Görevler:
1) Yavuz Bülent Bakiler yazısına göre Bakiler 1980'li yıllarda Özbekistan'a hangi etkinlik için gitmişti?
2) Yavuz Bülent Bakiler yazısı Bakiler'i hangi sıfatlarla tanıtıyor? Hepsini sıralar mısın?
3) Yavuz Bülent Bakiler yazısında "MEHMET DEMİRCİ" ile başlayıp "dökerek okuduğumu hatırlıyorum." ile biten kısmı aynen tekrar yazar mısın?

• BUGÜNKÜ YENİ ASIR
  • Namaz Vakitleri
  • VavTv Canlı Yayın
Yavuz bülent bakiler

MEHMET DEMİRCİ

Yavuz bülent bakiler

Tüm yazıları
Giriş Tarihi: 17 Ekim 2025

Bir süre önce kaybettiğimiz Yavuz Bülent Bakiler (1936-2025) kültür ve edebiyatımızın köşe taşlarından biriydi. Şair, yazar ve hatip idi. Onun şairliği "Hakk'ın yüceliğine inanmış, tarihimiz ve manevi yapımıza saygılı, memlekete gönülden bakışlı" diye anlatılır. Şiirleri samimi, candan, kolay okunan, insanı gönülden yakalayan tarzdadır.

ÜSKÜP'TEN KOSOV'YA

Yavuz Bülent'in beni sarsan, can evimden yakalayan iki kitabını unutamam. İlki "Üsküp'ten Kosova'ya"dır. Bugünkü kadar kolaylıkla gidilip gelinmeyen Balkanlar'ı Yavuz Bülent'in sade, samimi ve yakıcı kalemiyle daha yakından tanımaya başlamıştık. Bu kitabı bundan 46 sene önce yutarcasına, içim içime sığmayarak, çok defa gözyaşı dökerek okuduğumu hatırlıyorum.

Bakiler bir keresinde Struga Şiir Akşamları'na şair sıfatıyla katılmıştı. Daha sonra TRT'ye çekimler yapmak, mimari hatıralarımızı belgelemek için gitmişti. Yavuz Bey bu kitapta Osmanlı bakiyesi topraklarda tarihin izini sürer. Bazen Kosova'da, Sultan Murad Hüdavendigar'ın kabri başında bazen Üsküp'te, tarih kokan surların dibinde bir milletin mirasını arar.

Balkanları anlatırken "Hani dokunsalar, milyonlarca insanın çilesine, oturup hüngür hüngür ağlayacaktım" der. Ve sorar: "Tarihimizin beş yüz yıllık aydınlık bir dönemini hangi el silebilir? Kanımıza iliğimize işleyen Rumeli türkülerini hangi dil susturabilir? Anadolu'nun bağrından kopararak Rumeli topraklarına yerleştirdiğimiz, sonra bütün gönül kapılarını yüzlerine kapadığımız milyonlarca Balkan Türkünün öksüzlüğüne, hangi idrak hangi insaf kayıtsız kalabilir? Rumeli Türkleri'nin mezar taşlarında bile bayrağımızın ay-yıldızı papatya papatya açılırken gözlerimizi onlardan nasıl kaçırabiliriz?"

TÜRKİSTAN TÜRKİSTAN

Daha Sovyetler Birliği dağılmamıştır, Bugünkü Türk Cumhuriyetleri henüz yoktur; Yavuz Bülent, Kültür Bakan yardımcısıdır. 1980'li yıllarda Taşkent film festivali için Özbekistan'a gider ve orda yaşadıklarını Türkistan Türkistan kitabında anlatır. S.S.C.B dönemi Türkistanı'nın içinde bulunduğu durumu ve komünizm baskısıyla kimlikleri unutturulmaya çalışılan Türk kardaşlarımızı anlatır. Kitapta çok güzel hikayeler, yaşanmış çoğu acıklı olaylar vardır.

Kayıtlı veriler:

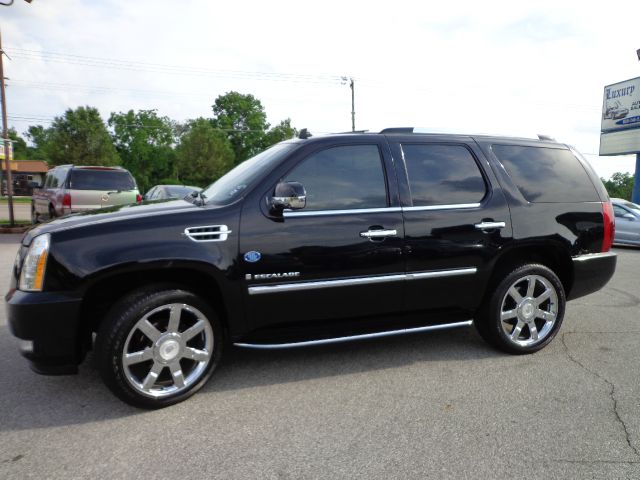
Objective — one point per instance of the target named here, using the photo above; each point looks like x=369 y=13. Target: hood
x=110 y=214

Sıralı çözümler:
1) Taşkent film festivali için.

2) Şair, yazar, hatip.

3)
MEHMET DEMİRCİ

Yavuz bülent bakiler

Tüm yazıları
Giriş Tarihi: 17 Ekim 2025

Bir süre önce kaybettiğimiz Yavuz Bülent Bakiler (1936-2025) kültür ve edebiyatımızın köşe taşlarından biriydi. Şair, yazar ve hatip idi. Onun şairliği "Hakk'ın yüceliğine inanmış, tarihimiz ve manevi yapımıza saygılı, memlekete gönülden bakışlı" diye anlatılır. Şiirleri samimi, candan, kolay okunan, insanı gönülden yakalayan tarzdadır.

ÜSKÜP'TEN KOSOV'YA

Yavuz Bülent'in beni sarsan, can evimden yakalayan iki kitabını unutamam. İlki "Üsküp'ten Kosova'ya"dır. Bugünkü kadar kolaylıkla gidilip gelinmeyen Balkanlar'ı Yavuz Bülent'in sade, samimi ve yakıcı kalemiyle daha yakından tanımaya başlamıştık. Bu kitabı bundan 46 sene önce yutarcasına, içim içime sığmayarak, çok defa gözyaşı dökerek okuduğumu hatırlıyorum.